----- Seçilen metin -----

Herkes Eşit mi?

İnsan hakları evrensel beyannamesi herkesin dil, din, ırk, cinsiyet, felsefi inanç ve düşünce farkı gözetmeksizin eşit olduğunu söylüyor. T.C.Devleti bu uluslar arası sözleşmeyi imzaladı ve yaptığı yasayla imzaladığı uluslararası antlaşmaları anayasa hükmünde tanıdığını söyledi. Ülkemizde yaşayan herkes yasalar önünde eşittir.

Devlet yasalar çerçevesinde herkese eşit mesafededir. Vatandaş bu yasalara uymak zorundadır. Devlete karşı sorumlulukları da bu çerçevede çizilmiştir. Buraya kadar hiç kimsenin itirazının olmadığını düşünüyorum.

Peki, her şey yukarıda anlatıldığı gibi midir? Zamanında askere giden, vergisini ödeyen, yasalara uyan vatandaşa bir başka vatandaş; sizin burada oturmanızı istemiyoruz, ilçemizi terk et diyorsa, evini ocağını yıkıyorsa devlet ne iş  yapar?

Manisa"nın Selendi İlçesi"nde yılbaşında, kahvehanede iddialara göre sigara içilmesi ya da çay verilmemesi üzerine başlayan tartışma, Roman vatandaşlarının topluca Gördes"e oradan da Salihli"ye göçleriyle sonuçlandı. Selendi Belediye Başkanı MHP"li Nurullah Savaş “İlçe halkı dışardan gelen kişilere karşı her zaman hoşgörülü davranır. İç içe yaşadığımız Roman vatandaşlara her zaman yardımcı olmaya çalıştık.”  Gördes"e gönderilen Roman vatandaşlar, Manisa Valisi Celalettin Güvenç'in Romanlardan 'Selendi"yi kendi isteğimizle terk ediyoruz' ifadesinin altına imza atmasını istediğini iddia etmişti.  Bu iddiayı  NTV'ye değerlendiren Manisa Valisi Celalettin Güvenç ilginç bir yorumda bulundu. Vali, Romanların göçebe hayatı yaşamasının 21. yüzyılın dünyasında insana yakışmayacağını söyledi. Süreceğiz ve yakışmaz diyeceğiz!

Yoksa bizim bilmediğimiz başka yasalar mı var? Bunları bilmesek nasıl uyacağız!?... Bir vatandaş bir başka vatandaşı sürmek, yetkililerde bunu onaylamakla mı görevlidir?

-----

İstenen görev 1:
Kayıtlarda "Note: indicate every instance of the navy batting" ifadesini içeren satırdan başlayıp kayıtların sonunda biten satırları, iki uç da dahil ve istek satırları da içinde olmak üzere, yeniden yaz. Yalnızca cevaplardaki nokta koordinatlarını 2,5 ile çarp ve tam sayıya yuvarla; buçuklu sonuçları yukarı yuvarla, istek satırlarındaki örnek sayılara dokunma.
Yukarıdaki metinle aşağıdaki kayıtlar arasında hiçbir bağlantı yok.

----- Kayıtlar -----

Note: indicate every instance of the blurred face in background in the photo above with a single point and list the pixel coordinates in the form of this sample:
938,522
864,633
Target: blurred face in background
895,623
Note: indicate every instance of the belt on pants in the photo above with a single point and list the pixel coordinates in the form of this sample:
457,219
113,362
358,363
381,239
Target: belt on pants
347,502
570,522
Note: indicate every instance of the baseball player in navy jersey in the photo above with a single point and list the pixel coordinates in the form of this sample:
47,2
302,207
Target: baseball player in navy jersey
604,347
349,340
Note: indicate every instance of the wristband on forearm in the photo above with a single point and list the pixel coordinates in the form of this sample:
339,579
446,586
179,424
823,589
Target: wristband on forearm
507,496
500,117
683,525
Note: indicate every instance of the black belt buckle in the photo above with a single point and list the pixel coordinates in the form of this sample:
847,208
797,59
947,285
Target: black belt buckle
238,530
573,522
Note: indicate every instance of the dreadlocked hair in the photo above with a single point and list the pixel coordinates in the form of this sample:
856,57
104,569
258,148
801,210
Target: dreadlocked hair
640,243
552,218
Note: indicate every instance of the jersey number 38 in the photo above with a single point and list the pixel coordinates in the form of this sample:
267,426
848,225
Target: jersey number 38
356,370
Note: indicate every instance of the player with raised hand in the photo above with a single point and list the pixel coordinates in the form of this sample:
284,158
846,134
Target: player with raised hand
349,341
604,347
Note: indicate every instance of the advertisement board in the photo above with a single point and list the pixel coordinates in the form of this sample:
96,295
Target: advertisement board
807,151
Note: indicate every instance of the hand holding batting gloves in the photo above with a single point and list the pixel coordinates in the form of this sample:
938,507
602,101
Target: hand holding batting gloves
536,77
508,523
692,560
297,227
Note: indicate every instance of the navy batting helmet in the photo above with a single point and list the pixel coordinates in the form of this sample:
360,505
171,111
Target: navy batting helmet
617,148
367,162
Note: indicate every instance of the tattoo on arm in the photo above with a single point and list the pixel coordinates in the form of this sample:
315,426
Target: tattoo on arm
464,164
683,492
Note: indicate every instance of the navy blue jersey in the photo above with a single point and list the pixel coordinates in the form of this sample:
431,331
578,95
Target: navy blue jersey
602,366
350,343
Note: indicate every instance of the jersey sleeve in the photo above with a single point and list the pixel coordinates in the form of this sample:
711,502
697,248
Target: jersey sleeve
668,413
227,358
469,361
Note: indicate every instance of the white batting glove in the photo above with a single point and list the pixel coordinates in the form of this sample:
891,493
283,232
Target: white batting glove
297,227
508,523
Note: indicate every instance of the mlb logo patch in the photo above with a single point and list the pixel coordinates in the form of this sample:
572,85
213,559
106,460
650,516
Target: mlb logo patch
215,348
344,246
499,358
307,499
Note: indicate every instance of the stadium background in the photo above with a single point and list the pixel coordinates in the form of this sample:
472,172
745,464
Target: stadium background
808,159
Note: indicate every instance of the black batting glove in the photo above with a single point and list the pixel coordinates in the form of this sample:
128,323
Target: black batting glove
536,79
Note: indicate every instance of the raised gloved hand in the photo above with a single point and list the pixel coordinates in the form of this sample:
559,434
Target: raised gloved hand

-----

İstenen görev 2:
Herkesin eşitliğini ve Selendi'deki Roman göçünü anlatan yazıyı kaldığı yerden sürdür.

Yazılı cevap 1:
Note: indicate every instance of the navy batting helmet in the photo above with a single point and list the pixel coordinates in the form of this sample:
360,505
171,111
Target: navy batting helmet
1543,370
918,405
Note: indicate every instance of the tattoo on arm in the photo above with a single point and list the pixel coordinates in the form of this sample:
315,426
Target: tattoo on arm
1160,410
1708,1230
Note: indicate every instance of the navy blue jersey in the photo above with a single point and list the pixel coordinates in the form of this sample:
431,331
578,95
Target: navy blue jersey
1505,915
875,858
Note: indicate every instance of the jersey sleeve in the photo above with a single point and list the pixel coordinates in the form of this sample:
711,502
697,248
Target: jersey sleeve
1670,1033
568,895
1173,903
Note: indicate every instance of the white batting glove in the photo above with a single point and list the pixel coordinates in the form of this sample:
891,493
283,232
Target: white batting glove
743,568
1270,1308
Note: indicate every instance of the mlb logo patch in the photo above with a single point and list the pixel coordinates in the form of this sample:
572,85
213,559
106,460
650,516
Target: mlb logo patch
538,870
860,615
1248,895
768,1248
Note: indicate every instance of the stadium background in the photo above with a single point and list the pixel coordinates in the form of this sample:
472,172
745,464
Target: stadium background
2020,398
Note: indicate every instance of the black batting glove in the photo above with a single point and list the pixel coordinates in the form of this sample:
128,323
Target: black batting glove
1340,198
Note: indicate every instance of the raised gloved hand in the photo above with a single point and list the pixel coordinates in the form of this sample:
559,434
Target: raised gloved hand

Yazılı cevap 2:
Bu düşünce kalıbı bizim yıllardır bu ülkedeki farklılıklara nasıl baktığımızı ve devlet olarak nasıl yaklaştığımızı göstermektedir. Bu bakış açısına göre ya seveceksiniz, ya da terk edip gideceksiniz.

Kürt sorununun neden çözülemediğini başkalarına sormaya gerek var mı? Boşalttığımız üç binden fazla köy, faili meçhul on yedi bin cinayet. Alevi sorununa karşı farklı mı yaklaşıyoruz. Bizim gibi inanmıyorsa sapkındır. İsveç"te Camii minaresine sınırlama getiren halk oylamasını faşizan uygulama olarak nitelendiriyorsak, Cem evini de vatandaşının ibadethanesi olarak görüp saygı duyacaksın. Üstelik cem evi de senin maaşlı tuttuğun dedeyi istemiyor. Bu arada işe koyacağın dedeyi yarın devletin her hangi bir dairesine müdür olarak ta atamayacaksın.  Bizim gibi düşüneceksin, inanacaksın, yaşayacaksın ki eşit olabilesin demeye hakkımız yok.  Yazının başında alıntı yaptığım BM Beyannamesini ya okumasını bilmiyoruz ya anlamıyoruz ya da savcılarımız gereğini yapmıyor.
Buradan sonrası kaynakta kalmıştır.